Work required - For this exercise, the lines from the one with "the cabinet knob." through the end of the material below must be output exactly, without pictures.

-.-.-

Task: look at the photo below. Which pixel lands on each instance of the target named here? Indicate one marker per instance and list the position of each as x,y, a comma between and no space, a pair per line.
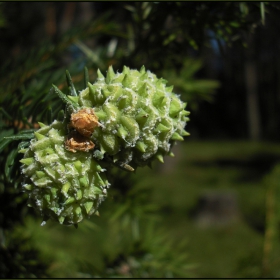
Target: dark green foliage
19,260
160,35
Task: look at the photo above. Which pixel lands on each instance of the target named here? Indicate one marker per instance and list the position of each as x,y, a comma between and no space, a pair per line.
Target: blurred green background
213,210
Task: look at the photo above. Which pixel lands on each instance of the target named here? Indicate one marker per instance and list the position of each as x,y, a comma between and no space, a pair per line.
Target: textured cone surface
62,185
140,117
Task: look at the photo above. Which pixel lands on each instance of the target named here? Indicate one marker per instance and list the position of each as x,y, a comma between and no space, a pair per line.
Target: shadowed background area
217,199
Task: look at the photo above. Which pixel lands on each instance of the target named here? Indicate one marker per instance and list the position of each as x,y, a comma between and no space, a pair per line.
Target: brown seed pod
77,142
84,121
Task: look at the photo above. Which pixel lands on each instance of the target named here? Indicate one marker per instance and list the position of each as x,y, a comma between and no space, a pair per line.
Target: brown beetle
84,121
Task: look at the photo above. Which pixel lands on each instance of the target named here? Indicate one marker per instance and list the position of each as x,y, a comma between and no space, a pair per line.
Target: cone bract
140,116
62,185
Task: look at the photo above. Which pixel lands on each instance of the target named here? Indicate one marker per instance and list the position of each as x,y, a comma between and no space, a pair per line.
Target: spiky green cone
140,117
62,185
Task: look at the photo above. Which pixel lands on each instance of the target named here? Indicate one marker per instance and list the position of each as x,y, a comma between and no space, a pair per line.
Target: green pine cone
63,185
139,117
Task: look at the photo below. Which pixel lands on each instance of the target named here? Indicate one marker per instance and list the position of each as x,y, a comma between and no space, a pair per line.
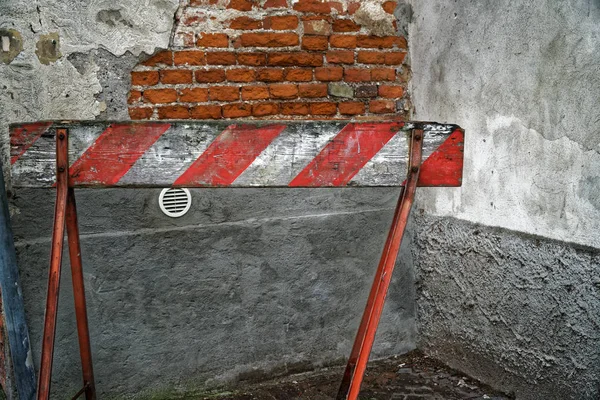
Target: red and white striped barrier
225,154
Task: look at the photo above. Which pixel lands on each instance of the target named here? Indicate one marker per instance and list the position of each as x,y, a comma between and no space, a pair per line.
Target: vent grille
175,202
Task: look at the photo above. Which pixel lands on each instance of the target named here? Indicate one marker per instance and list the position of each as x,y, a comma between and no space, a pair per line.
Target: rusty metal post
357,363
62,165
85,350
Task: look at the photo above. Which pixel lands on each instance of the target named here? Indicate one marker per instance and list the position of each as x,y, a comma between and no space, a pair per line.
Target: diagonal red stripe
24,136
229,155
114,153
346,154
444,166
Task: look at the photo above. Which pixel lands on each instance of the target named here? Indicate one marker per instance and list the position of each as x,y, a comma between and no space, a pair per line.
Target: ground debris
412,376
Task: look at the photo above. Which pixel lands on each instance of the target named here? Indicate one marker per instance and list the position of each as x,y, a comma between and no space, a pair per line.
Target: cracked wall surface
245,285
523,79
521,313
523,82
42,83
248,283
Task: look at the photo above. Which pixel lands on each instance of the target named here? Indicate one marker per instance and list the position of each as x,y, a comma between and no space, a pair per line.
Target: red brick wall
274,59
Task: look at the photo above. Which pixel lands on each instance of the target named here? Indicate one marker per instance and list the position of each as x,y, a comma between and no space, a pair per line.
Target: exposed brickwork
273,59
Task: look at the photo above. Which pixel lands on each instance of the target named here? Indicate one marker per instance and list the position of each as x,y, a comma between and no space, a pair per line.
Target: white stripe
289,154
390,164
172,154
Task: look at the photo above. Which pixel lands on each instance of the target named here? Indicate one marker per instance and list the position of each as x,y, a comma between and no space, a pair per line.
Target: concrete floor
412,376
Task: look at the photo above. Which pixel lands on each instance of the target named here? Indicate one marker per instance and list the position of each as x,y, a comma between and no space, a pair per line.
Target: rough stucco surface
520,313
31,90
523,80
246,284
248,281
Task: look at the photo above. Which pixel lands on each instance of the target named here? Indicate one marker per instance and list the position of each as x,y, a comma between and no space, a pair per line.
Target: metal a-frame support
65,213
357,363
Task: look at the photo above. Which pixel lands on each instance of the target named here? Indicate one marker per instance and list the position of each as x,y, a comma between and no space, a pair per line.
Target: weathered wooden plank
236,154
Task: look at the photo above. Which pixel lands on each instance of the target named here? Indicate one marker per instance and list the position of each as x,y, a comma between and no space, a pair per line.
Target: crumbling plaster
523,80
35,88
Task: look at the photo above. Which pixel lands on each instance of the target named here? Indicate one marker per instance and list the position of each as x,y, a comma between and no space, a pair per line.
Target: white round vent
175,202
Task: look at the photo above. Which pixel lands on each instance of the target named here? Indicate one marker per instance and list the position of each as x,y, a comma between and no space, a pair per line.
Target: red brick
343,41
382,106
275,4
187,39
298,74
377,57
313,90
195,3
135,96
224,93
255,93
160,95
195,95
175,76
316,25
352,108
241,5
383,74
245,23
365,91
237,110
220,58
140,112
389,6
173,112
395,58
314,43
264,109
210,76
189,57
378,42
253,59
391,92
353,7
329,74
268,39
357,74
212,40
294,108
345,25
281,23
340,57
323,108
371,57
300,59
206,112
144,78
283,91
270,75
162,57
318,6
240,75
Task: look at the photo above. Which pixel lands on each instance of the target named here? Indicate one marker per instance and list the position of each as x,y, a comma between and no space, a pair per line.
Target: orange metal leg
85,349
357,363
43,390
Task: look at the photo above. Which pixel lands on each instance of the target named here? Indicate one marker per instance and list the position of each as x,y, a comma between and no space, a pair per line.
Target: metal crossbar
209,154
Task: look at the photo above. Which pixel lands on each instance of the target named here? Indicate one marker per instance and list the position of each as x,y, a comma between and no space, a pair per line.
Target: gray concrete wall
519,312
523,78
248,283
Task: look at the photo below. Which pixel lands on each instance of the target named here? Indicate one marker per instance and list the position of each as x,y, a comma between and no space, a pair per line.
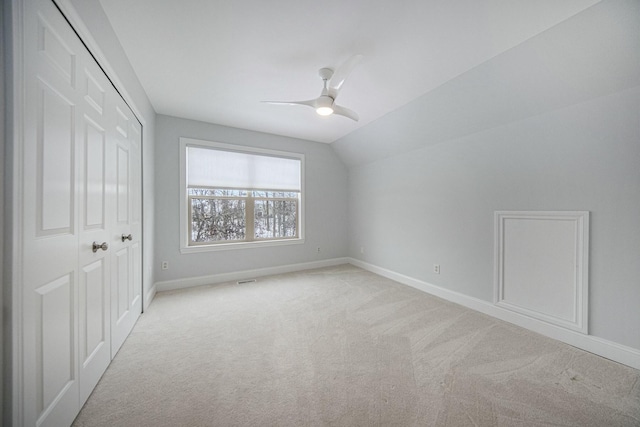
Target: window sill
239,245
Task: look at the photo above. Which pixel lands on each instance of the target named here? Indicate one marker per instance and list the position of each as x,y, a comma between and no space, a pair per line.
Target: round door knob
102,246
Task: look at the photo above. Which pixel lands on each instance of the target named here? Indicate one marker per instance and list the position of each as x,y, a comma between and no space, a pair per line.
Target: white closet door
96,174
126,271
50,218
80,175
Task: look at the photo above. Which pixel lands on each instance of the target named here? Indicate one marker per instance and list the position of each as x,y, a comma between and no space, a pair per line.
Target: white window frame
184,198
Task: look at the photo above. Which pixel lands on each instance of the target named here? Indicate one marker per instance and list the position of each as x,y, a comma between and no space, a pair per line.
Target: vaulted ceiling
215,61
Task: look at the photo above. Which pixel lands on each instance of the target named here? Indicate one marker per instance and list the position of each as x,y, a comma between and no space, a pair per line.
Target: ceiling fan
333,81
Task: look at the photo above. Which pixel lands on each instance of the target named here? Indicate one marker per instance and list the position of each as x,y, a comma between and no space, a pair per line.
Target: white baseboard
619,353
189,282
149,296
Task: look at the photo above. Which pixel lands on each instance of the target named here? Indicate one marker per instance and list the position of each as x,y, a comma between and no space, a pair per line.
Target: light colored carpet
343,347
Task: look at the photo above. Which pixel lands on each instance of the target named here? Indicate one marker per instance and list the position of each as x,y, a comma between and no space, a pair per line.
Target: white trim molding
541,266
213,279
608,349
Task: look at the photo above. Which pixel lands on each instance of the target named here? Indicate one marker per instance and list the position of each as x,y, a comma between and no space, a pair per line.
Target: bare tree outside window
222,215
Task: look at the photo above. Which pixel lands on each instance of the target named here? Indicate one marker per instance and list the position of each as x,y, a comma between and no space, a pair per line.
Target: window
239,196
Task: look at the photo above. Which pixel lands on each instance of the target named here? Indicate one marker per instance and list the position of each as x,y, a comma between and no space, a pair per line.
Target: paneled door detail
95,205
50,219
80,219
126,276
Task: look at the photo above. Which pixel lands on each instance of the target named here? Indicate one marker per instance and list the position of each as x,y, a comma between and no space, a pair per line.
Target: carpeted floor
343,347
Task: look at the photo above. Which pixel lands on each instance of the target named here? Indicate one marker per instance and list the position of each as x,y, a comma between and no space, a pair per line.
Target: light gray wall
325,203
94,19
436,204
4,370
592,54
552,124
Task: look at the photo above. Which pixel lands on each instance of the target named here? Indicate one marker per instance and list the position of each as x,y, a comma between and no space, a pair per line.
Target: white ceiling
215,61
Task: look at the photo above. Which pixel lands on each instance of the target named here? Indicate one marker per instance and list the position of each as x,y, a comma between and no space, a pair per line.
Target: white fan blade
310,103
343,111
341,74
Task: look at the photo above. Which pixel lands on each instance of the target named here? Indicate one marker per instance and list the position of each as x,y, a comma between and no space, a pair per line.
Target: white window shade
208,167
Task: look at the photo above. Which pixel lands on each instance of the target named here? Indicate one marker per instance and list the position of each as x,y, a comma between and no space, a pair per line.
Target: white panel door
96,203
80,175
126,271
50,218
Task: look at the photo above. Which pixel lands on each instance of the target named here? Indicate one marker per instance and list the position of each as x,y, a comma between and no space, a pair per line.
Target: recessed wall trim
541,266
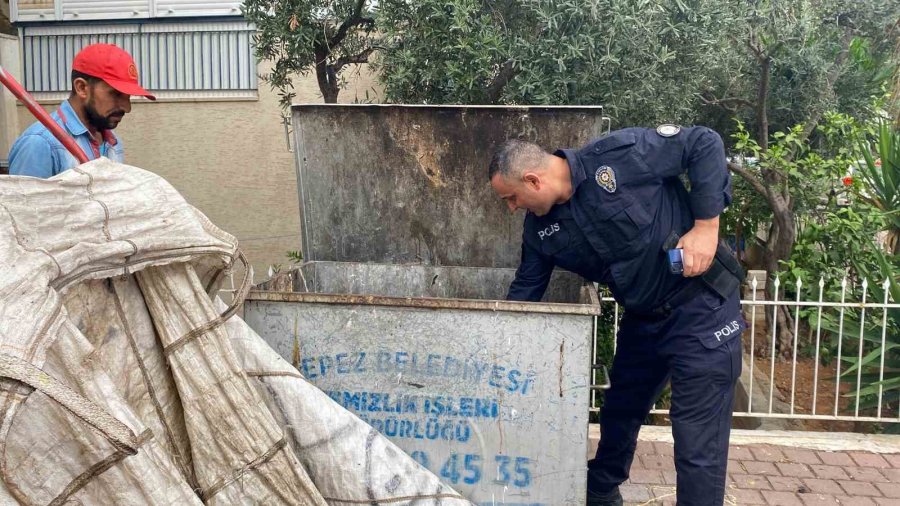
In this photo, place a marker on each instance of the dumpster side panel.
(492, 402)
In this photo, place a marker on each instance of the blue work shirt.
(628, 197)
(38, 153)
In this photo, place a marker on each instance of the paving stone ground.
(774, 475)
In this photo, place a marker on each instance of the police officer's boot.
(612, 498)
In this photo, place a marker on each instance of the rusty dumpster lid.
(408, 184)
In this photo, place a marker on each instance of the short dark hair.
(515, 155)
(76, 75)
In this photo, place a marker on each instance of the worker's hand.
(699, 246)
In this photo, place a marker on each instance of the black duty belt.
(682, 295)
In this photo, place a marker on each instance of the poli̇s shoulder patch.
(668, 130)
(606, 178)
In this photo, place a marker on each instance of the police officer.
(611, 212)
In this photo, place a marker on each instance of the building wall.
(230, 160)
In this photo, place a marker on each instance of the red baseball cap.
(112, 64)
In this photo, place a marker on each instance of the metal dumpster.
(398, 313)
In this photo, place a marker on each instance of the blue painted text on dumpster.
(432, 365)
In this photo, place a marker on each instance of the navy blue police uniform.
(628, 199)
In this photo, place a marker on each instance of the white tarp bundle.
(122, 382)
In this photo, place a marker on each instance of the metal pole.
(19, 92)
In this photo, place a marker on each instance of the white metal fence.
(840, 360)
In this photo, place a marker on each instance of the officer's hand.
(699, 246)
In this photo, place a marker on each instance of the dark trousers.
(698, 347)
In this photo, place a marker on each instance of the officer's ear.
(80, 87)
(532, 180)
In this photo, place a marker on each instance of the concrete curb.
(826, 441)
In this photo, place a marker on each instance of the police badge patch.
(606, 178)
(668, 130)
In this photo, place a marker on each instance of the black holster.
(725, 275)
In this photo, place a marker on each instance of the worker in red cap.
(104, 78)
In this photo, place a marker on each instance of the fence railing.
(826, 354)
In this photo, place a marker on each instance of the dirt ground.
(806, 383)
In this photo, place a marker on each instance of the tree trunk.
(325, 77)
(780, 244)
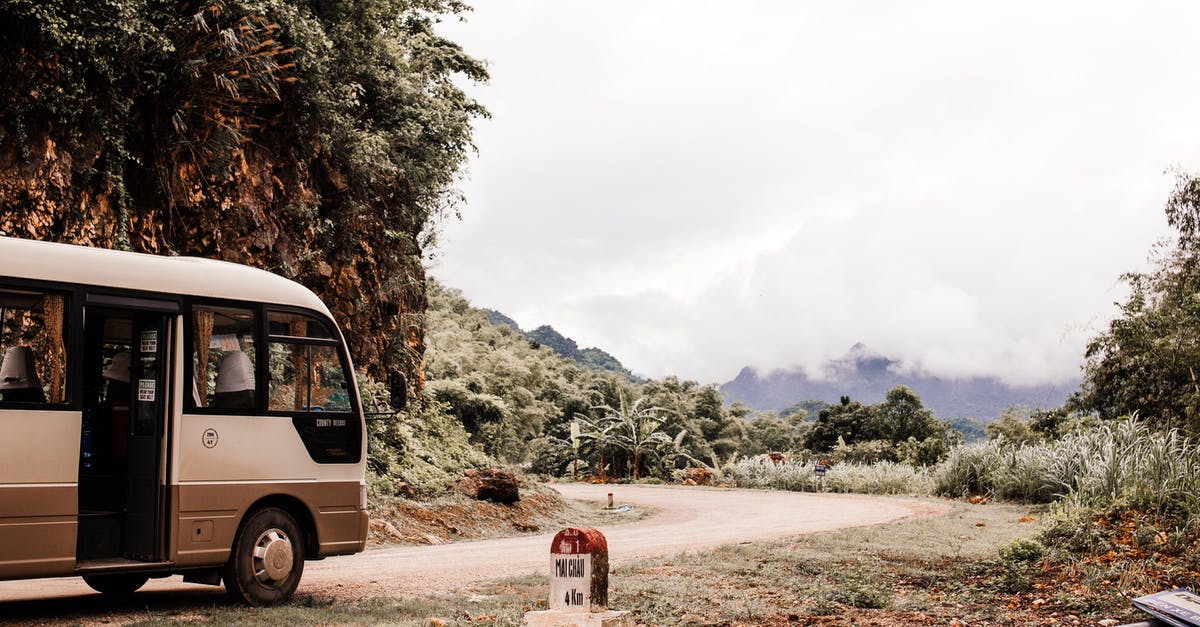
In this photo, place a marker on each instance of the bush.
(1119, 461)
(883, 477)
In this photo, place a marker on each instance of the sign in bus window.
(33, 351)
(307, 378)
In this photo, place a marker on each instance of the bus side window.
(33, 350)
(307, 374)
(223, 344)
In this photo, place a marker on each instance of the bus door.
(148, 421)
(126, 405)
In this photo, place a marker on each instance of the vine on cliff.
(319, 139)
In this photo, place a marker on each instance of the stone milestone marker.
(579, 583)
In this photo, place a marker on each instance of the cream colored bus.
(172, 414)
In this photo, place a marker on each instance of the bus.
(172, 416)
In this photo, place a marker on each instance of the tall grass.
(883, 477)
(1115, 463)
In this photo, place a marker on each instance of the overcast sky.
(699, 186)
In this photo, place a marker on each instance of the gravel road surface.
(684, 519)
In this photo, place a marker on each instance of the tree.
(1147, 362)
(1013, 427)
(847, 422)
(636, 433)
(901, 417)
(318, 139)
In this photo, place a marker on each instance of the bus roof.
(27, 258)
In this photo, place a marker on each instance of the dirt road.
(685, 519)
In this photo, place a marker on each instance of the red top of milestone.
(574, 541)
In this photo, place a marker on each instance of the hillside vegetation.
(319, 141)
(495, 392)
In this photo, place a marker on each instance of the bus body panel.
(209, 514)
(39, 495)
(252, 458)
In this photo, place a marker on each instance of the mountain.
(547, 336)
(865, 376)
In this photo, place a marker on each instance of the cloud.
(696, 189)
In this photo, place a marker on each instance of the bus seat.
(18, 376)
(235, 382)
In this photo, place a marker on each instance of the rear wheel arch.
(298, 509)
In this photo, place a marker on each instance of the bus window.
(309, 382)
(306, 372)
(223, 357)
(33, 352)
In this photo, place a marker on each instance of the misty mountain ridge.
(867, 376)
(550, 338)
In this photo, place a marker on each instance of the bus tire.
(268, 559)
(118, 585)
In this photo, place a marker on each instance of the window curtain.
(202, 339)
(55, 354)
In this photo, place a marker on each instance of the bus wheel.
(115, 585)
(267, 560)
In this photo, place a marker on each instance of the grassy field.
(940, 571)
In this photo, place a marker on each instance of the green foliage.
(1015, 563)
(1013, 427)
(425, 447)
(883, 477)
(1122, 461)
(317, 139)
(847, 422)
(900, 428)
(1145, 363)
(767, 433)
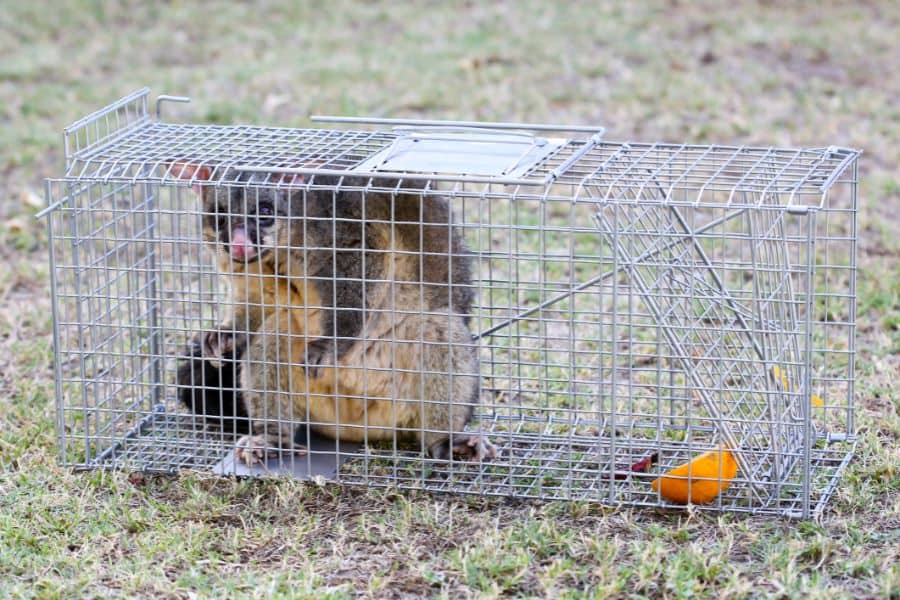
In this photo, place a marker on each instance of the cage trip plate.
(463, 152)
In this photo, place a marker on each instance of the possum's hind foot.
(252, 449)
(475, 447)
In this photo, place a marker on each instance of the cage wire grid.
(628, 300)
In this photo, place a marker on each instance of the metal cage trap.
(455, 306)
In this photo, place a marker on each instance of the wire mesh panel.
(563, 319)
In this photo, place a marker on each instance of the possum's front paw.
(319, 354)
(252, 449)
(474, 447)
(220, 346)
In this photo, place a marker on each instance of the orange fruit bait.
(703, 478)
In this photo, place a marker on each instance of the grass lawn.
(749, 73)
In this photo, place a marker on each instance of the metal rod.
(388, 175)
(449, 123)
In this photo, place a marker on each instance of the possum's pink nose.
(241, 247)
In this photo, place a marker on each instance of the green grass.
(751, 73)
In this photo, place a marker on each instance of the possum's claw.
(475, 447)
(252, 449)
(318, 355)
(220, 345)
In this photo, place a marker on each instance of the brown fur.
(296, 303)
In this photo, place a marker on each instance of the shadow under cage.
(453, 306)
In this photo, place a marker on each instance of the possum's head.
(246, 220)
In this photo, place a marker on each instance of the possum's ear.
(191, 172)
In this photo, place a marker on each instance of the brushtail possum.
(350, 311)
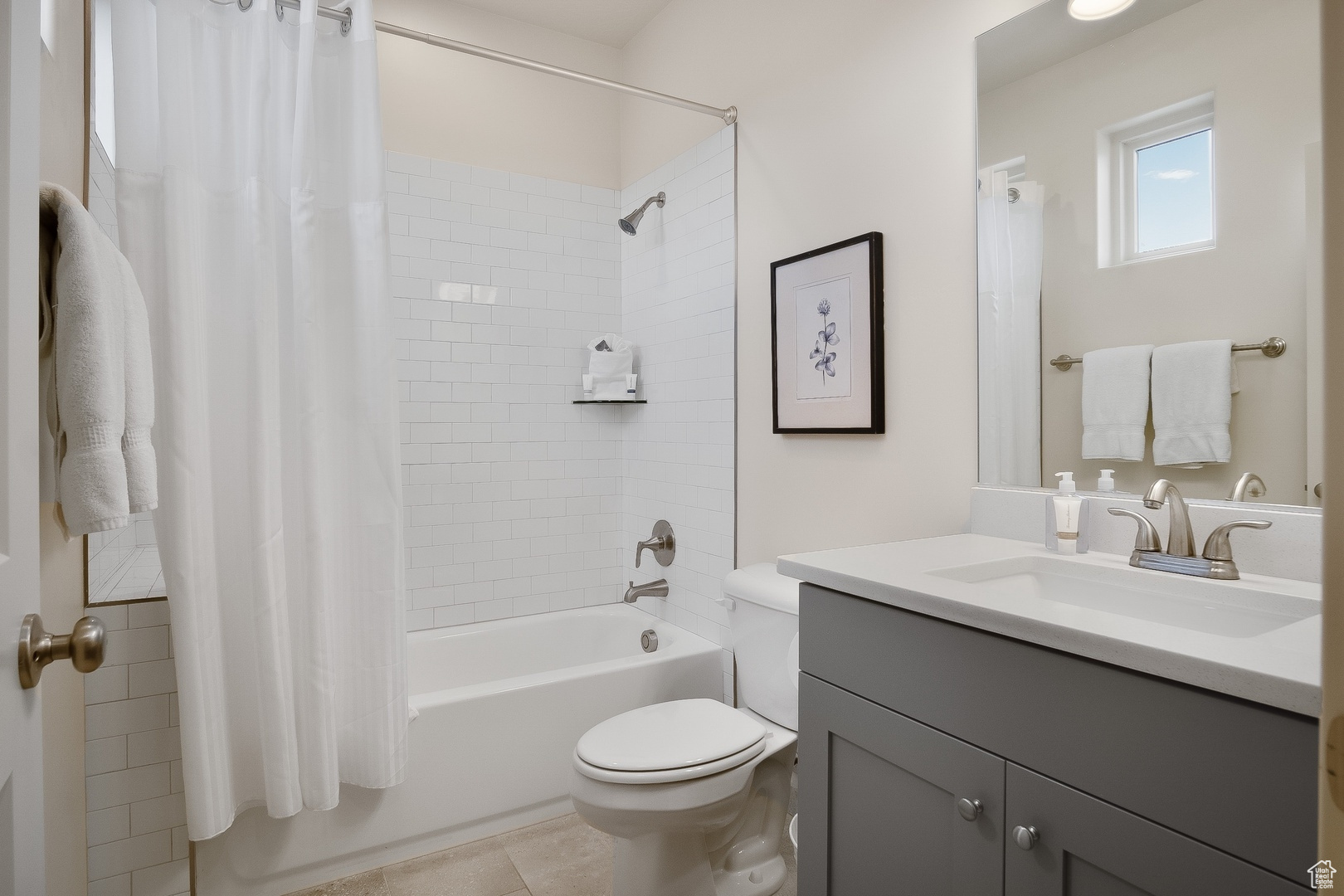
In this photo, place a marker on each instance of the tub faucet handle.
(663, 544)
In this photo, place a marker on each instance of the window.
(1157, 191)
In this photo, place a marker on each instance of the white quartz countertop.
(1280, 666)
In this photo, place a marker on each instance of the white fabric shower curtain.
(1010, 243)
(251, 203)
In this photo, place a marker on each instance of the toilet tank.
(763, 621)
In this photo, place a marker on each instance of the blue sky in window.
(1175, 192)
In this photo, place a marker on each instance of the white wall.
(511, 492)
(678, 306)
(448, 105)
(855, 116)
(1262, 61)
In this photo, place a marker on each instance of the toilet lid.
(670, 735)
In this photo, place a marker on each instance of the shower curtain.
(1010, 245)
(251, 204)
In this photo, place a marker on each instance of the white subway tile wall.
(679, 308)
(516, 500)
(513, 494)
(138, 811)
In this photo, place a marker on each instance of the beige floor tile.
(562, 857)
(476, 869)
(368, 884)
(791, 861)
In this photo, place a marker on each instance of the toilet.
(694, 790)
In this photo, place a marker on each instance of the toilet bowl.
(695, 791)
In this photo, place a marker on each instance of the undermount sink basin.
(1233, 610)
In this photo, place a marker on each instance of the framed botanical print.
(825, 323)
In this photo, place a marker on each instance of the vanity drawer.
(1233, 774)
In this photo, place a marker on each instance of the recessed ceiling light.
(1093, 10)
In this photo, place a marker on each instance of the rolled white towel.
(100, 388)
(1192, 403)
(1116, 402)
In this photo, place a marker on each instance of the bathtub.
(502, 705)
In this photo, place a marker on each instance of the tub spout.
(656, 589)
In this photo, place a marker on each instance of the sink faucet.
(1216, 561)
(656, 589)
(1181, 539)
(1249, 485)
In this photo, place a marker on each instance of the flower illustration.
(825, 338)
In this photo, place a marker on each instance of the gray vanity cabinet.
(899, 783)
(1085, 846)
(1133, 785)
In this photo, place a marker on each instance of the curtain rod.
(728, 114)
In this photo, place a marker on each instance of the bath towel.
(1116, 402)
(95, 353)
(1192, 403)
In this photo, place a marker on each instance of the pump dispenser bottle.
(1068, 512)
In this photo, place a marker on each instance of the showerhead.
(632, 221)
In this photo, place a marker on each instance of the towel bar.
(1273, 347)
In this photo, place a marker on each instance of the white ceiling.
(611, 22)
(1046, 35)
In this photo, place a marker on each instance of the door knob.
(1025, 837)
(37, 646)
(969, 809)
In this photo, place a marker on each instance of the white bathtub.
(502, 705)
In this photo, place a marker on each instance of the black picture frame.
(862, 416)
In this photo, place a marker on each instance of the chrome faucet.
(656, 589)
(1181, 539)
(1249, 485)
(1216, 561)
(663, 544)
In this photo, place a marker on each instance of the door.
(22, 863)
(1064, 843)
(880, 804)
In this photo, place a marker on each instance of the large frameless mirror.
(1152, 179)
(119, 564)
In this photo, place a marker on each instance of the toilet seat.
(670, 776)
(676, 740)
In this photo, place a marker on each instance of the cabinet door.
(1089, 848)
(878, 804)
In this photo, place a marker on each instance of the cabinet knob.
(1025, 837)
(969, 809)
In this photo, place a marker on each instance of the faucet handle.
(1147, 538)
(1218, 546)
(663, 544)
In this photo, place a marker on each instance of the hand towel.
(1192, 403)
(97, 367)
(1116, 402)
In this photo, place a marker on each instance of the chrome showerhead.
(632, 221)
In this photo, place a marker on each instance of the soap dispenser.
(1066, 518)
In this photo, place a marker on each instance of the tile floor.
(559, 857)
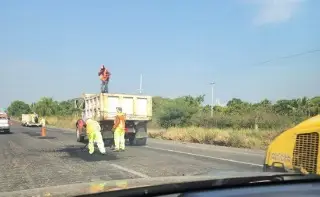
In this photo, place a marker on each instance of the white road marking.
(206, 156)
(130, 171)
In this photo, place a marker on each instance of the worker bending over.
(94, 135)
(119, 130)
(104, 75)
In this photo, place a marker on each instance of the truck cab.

-.-.-

Solution for this task -
In this photo, place a marker on each instance of the cabinet knob.
(1025, 837)
(969, 809)
In this photo, place a marker on each instance of the faucet handle.
(1147, 538)
(1218, 546)
(663, 544)
In this photo, place a marker on each instance of the hand towel.
(1192, 403)
(97, 367)
(1116, 402)
In this photo, place a marker on each instance of the chrome showerhead.
(632, 221)
In this photo, place a marker on each instance of the soap dispenser.
(1066, 518)
In this photo, place a marker on each instance of the tile floor.
(559, 857)
In this photo, place a marker on each instance of the white road marking.
(206, 156)
(130, 171)
In this photo, place a marker on each instance of the worker bending over.
(94, 135)
(119, 130)
(104, 75)
In this photo, place a marker on each instance of the truck cab.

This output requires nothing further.